Items from a data source:
::::

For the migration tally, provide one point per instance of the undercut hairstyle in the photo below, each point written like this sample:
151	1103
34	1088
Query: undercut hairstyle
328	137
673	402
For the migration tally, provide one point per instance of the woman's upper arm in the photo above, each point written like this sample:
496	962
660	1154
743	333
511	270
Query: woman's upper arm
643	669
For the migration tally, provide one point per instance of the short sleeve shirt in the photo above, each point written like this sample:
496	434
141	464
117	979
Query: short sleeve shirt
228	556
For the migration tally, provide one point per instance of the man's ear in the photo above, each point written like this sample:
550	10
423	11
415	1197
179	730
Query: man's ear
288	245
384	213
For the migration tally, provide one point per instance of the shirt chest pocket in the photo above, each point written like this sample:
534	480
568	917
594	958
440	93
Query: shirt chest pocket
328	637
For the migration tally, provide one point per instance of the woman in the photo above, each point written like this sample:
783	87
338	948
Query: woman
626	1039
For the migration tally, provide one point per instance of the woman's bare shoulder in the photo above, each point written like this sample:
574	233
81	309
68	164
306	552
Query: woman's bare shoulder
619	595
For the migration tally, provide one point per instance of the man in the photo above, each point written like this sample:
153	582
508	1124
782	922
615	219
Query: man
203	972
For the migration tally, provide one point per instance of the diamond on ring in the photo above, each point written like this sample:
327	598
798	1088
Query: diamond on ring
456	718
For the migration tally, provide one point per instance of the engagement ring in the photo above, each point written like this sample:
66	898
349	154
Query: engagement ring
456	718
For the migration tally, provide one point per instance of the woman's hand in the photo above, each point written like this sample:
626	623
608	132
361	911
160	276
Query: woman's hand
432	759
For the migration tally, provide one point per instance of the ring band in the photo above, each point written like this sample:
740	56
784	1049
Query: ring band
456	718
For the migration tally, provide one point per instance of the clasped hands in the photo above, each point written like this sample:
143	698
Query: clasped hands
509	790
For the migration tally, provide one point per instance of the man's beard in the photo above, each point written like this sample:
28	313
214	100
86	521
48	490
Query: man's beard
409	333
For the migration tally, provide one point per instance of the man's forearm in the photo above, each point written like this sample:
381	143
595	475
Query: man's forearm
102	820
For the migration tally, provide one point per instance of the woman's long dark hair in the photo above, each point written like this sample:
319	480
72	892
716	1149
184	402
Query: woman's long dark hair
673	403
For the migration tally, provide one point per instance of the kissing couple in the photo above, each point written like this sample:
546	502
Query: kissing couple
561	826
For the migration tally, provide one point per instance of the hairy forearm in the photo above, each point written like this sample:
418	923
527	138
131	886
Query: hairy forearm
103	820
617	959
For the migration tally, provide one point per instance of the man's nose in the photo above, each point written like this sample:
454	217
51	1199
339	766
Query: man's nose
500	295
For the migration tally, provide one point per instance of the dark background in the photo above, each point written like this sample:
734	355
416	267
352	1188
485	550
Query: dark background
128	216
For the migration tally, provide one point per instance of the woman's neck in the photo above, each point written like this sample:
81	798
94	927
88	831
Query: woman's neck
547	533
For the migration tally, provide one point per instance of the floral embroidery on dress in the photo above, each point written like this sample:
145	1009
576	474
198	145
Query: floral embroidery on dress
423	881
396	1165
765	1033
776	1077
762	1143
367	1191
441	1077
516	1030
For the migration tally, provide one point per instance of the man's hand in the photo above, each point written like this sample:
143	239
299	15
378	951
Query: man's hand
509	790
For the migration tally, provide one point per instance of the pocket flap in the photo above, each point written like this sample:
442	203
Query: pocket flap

::::

Your task is to restate every record word for word.

For the migration tally, provide one point per instance of the undercut hairstyle in the photo below, each point written like this sample:
151	1103
34	1088
Query: undercut hairstyle
328	137
673	402
For the migration tally, provide one point per instance of the woman's upper arm in the photo above, each point written like this sample:
496	962
660	1154
743	333
511	270
Query: woman's upper arm
643	669
For the migration tally, provide one point per instance of the short sleeve shirt in the photo above, each point written like this sample:
496	434
141	464
117	979
Query: short sleeve shirt
228	556
For the migration tally, provide one point per instance of the man's ear in the photo above, each point written like this sample:
550	10
423	11
415	1197
179	730
Query: man's ear
288	245
384	213
For the migration tally, provide one point per instance of the shirt chest pocket in the photo above, each point written like this sample:
534	480
568	917
594	958
440	93
Query: shirt chest pocket
328	637
For the migration tally, provide one point per instance of the woman in the photo above, each point written like this sample:
783	87
338	948
Query: woman
626	1039
For the migration tally, provide one point per instance of the woman's bare shoulder in the photo above, each point written like this sample:
574	233
81	309
68	164
306	552
Query: woman's bare shoulder
619	595
For the migration tally, provide one point per instance of the man in the photo above, each point written like this sample:
153	582
508	1124
782	922
615	219
Query: man
203	972
For the migration tally, provide one point per instance of the diamond on ring in the photo above, each point written like this sample:
327	598
798	1088
Query: diamond on ring
456	718
For the migration tally, provide one point per instance of the engagement ring in the photo above, each point written like this sample:
66	898
349	154
Query: engagement ring
456	718
For the migration tally, provide one point per instance of the woman's hand in the photo above, each point written like this sample:
626	623
608	132
361	911
160	276
Query: woman's hand
432	759
For the migration tally, provide one point per instance of the ring band in the photo above, each point written like this sample:
740	56
784	1049
Query: ring band
456	718
For the migration tally, provide one point per instance of the clasped hands in the photo above, each point written like this sample:
143	698
Query: clasped hands
509	790
For the migration tally, provide one point per instance of the man's beard in the photo above, each point written like this sample:
28	313
214	100
86	521
48	490
Query: man's beard
409	333
For the migration tally, provide one point per instance of the man's forearm in the photo above, each point written like this sample:
381	143
595	475
Query: man's forearm
102	820
For the migration tally, provide one point per instance of the woman's long dark hair in the photo above, each point written like this sample:
319	480
72	892
716	1149
184	402
Query: woman's long dark hair
673	403
For the migration tally, provide one point per instance of the kissing couple in the photo above, each point written like this sample:
546	502
Query: kissing couple
561	826
For the migration tally, provide one point per instance of the hairy forearm in the photo above, each point written like this sample:
418	923
527	138
131	886
Query: hairy forearm
103	820
617	959
For the migration tally, provide one point per instance of the man's nose in the photo above, each point written like this sample:
454	217
51	1199
339	766
Query: man's nose
500	295
For the migration tally, provide one point per instance of the dark background in the photo above, each point written like this sample:
734	355
416	267
352	1188
485	550
Query: dark background
128	216
For the migration tally, provide one point per instance of the woman's neck in the photo above, each point written like this sample:
81	798
94	927
88	831
Query: woman's neck
547	533
For the migration tally, provide one point per instance of the floral embroidery on dress in the photo above, each point written like this sample:
145	1009
576	474
198	145
Query: floral embroidery on dress
423	881
396	1165
765	1033
776	1077
762	1143
367	1191
441	1077
516	1030
For the migration tally, provide one point per instance of the man's hand in the photo above, each point written like this sample:
143	239
299	15
378	951
Query: man's hand
509	790
For the migration tally, provide one point per instance of the pocket flap in the photo above, each point written like this sample:
442	203
Query: pocket flap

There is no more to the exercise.